TASK DIRECTIONS:
Reproduce the listing word for word, starting at its first line and ending at the line that contains "[479,240,500,321]", with both of those lines included.

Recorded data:
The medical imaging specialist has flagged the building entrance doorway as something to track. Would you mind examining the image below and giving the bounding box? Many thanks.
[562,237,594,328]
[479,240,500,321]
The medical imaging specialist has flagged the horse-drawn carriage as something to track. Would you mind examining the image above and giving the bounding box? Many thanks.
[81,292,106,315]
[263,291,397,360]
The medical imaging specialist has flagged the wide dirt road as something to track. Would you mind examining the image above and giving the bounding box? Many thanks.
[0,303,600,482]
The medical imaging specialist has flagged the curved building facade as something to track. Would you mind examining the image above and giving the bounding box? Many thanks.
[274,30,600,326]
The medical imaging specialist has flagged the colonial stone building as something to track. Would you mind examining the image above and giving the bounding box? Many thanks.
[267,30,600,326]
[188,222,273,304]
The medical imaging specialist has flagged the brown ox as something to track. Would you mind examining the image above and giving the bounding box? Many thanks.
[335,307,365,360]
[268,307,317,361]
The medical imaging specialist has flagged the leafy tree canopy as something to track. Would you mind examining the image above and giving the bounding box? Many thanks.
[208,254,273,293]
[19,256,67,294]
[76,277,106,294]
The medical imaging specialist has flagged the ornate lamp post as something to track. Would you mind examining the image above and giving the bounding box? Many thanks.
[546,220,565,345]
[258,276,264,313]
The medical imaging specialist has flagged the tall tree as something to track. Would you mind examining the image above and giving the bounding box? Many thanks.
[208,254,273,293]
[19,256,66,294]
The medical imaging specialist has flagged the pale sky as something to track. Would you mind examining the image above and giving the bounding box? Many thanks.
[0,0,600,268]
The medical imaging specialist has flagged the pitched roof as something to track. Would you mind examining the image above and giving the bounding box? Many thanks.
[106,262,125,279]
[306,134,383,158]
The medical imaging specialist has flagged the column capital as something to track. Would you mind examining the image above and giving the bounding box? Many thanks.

OUTPUT OF THE TASK:
The medical imaging specialist has flagged the building entrance doorway as something to track. Would you mind examining the image below and giving the bounding box? Many thanks.
[562,237,594,328]
[479,240,500,321]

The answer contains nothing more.